(Data extracted from a collection)
= = =

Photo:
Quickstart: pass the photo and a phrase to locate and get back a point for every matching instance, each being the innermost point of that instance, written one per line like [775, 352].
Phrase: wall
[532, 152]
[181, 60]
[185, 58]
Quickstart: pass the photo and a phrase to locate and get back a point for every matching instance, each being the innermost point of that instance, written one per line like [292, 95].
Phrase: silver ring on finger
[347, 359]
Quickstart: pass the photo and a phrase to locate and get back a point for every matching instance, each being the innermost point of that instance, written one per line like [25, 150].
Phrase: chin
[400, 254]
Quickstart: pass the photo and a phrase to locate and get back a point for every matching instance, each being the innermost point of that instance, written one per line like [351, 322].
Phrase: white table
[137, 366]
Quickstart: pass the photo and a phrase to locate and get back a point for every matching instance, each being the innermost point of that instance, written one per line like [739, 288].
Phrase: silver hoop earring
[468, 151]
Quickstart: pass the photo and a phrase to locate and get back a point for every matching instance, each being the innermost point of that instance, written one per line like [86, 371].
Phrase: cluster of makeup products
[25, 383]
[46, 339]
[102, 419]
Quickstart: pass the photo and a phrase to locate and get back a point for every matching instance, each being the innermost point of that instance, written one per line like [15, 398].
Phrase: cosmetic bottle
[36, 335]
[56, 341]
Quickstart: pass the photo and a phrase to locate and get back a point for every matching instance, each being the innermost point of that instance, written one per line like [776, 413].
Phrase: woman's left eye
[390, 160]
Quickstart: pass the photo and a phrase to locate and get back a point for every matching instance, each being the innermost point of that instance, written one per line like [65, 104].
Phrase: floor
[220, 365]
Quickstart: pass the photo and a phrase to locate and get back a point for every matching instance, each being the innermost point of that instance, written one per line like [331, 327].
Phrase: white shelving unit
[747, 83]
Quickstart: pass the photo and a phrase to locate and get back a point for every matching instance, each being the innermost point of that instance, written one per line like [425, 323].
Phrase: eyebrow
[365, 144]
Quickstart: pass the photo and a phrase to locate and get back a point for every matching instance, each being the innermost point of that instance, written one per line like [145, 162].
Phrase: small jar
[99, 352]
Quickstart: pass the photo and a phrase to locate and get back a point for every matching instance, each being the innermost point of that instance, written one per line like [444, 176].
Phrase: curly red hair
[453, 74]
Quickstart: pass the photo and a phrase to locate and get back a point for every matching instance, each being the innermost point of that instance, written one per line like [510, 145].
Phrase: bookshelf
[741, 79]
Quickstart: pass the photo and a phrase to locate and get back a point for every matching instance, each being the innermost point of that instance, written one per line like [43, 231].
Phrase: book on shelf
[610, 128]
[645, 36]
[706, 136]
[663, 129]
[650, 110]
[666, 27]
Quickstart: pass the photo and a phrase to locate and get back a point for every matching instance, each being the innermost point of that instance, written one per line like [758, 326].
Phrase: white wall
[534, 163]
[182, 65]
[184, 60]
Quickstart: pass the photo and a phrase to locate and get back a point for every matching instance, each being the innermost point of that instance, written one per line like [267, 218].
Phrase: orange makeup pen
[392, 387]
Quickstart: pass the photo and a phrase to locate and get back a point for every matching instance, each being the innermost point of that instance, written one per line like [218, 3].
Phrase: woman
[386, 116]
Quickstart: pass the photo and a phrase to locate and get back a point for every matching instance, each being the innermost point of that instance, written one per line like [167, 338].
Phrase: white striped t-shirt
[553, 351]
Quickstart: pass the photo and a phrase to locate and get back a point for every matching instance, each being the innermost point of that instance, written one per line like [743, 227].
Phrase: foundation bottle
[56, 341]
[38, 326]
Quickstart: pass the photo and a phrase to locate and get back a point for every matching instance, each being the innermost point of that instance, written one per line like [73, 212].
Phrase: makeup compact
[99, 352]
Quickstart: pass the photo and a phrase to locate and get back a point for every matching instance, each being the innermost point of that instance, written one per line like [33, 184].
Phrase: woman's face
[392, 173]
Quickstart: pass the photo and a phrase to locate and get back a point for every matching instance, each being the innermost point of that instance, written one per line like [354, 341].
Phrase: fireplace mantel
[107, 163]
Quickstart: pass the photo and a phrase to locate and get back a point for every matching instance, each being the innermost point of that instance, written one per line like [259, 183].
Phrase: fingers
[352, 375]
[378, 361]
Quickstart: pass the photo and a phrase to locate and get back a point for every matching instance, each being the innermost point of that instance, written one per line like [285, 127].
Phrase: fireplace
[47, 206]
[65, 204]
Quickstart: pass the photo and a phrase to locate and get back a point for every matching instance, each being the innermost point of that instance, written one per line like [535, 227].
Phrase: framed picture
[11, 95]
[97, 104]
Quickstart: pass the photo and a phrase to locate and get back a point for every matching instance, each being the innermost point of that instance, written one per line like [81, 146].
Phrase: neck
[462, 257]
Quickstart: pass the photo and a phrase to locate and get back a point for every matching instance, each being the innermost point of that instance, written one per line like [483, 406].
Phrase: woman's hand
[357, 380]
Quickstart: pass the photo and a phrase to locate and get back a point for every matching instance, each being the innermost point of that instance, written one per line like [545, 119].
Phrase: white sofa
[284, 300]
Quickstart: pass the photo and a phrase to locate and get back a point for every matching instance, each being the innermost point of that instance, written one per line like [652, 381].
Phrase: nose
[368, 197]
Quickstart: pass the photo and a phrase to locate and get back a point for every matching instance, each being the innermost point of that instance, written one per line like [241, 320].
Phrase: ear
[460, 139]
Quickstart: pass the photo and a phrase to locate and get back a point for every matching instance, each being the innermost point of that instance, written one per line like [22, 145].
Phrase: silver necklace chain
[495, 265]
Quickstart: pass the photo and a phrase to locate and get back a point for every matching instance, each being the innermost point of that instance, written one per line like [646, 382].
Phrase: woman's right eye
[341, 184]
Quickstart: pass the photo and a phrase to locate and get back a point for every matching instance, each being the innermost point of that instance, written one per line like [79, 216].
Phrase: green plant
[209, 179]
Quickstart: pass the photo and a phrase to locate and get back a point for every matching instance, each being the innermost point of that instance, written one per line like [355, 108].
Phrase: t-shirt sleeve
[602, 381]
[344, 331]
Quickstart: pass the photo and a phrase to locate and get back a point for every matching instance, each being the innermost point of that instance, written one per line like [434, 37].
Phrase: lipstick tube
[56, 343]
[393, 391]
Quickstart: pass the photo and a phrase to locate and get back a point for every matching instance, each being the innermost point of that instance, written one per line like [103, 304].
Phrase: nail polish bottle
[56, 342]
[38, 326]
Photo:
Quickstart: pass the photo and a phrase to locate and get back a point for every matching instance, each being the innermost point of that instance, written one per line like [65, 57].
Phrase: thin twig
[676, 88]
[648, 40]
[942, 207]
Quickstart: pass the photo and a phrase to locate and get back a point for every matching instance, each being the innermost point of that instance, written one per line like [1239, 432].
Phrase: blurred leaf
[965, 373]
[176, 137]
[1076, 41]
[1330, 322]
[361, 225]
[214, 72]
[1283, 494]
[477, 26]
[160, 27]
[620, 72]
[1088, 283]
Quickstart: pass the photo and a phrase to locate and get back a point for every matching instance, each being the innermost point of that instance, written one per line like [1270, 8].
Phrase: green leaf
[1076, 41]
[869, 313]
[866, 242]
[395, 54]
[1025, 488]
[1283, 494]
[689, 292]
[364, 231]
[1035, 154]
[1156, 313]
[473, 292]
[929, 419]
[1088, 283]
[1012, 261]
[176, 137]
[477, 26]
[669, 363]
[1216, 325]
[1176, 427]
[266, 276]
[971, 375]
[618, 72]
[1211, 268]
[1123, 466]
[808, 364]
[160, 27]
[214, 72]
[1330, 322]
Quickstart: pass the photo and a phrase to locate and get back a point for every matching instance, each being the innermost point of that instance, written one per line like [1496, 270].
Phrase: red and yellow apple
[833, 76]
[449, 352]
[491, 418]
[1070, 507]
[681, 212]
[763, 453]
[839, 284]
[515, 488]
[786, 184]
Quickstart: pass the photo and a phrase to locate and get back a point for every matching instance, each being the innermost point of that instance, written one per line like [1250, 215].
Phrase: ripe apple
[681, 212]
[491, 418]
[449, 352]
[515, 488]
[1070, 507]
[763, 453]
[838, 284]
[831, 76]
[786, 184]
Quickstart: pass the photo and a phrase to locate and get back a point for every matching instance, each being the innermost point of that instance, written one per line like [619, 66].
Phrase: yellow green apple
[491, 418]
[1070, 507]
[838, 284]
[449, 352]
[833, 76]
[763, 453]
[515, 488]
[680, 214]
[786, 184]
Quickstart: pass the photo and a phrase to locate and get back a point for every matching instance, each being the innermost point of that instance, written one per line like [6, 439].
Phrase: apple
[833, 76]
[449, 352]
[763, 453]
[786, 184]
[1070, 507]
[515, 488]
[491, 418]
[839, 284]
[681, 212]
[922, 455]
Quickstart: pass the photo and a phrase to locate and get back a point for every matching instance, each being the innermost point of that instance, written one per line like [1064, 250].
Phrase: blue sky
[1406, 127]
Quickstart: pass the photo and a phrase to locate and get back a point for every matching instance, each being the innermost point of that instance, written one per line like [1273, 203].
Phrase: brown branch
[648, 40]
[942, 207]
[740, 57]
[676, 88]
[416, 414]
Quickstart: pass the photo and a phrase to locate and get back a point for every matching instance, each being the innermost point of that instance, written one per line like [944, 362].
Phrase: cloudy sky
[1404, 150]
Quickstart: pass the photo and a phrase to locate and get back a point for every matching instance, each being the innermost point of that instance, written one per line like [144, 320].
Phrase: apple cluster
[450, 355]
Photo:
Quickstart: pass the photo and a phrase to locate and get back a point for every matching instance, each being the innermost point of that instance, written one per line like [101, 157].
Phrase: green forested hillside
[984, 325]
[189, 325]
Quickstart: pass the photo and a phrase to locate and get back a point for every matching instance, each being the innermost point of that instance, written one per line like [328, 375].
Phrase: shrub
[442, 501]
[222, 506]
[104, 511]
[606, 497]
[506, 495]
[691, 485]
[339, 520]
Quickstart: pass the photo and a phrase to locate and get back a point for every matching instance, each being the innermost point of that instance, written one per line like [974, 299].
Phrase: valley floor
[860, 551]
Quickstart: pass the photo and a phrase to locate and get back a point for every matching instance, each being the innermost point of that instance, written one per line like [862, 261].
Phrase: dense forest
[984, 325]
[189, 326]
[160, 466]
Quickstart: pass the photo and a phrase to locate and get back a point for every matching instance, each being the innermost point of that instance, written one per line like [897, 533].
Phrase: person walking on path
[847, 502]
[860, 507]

= = =

**INSTRUCTIONS TO FOLLOW**
Starting at the line that contains "like [144, 320].", copy each line exactly through the end of the listing above. Include that first line and the last one, and add nothing.

**TASK SOLUTION**
Quickstart: pass the photo and a phrase to locate and get back a point for every matching instance, each being the innermost point of that instance, written one per line like [144, 320].
Phrase: apple cluster
[450, 355]
Photo:
Quickstart: pass the photo and a phrase to locate and get back a point for every matching instance, each being the innermost point of that instance, written one per line like [101, 157].
Phrase: green forested hillside
[984, 325]
[189, 325]
Quickstart: pass the photo and a phrase to locate and get back a point for every matching instance, each being the innermost point of that instance, written one per line like [328, 375].
Phrase: shrub
[442, 501]
[222, 506]
[104, 511]
[606, 497]
[506, 495]
[691, 485]
[339, 520]
Quickstart: pass the photo and a phrase to locate and get back a point for every matching instance, each being the innermost point of that instance, written one per line like [974, 299].
Phrase: valley floor
[860, 551]
Quickstart: pass the photo and a phrase to locate and get back a point for every matching instance, each being the innermost point of that instance, written one per line like [862, 261].
Phrase: dense forest
[984, 325]
[189, 326]
[160, 466]
Quickstart: pass the photo and a phrase to locate and get back a point for every matching instance, each being the innermost point of that instance, written one per line like [897, 533].
Phrase: person walking on path
[847, 502]
[860, 507]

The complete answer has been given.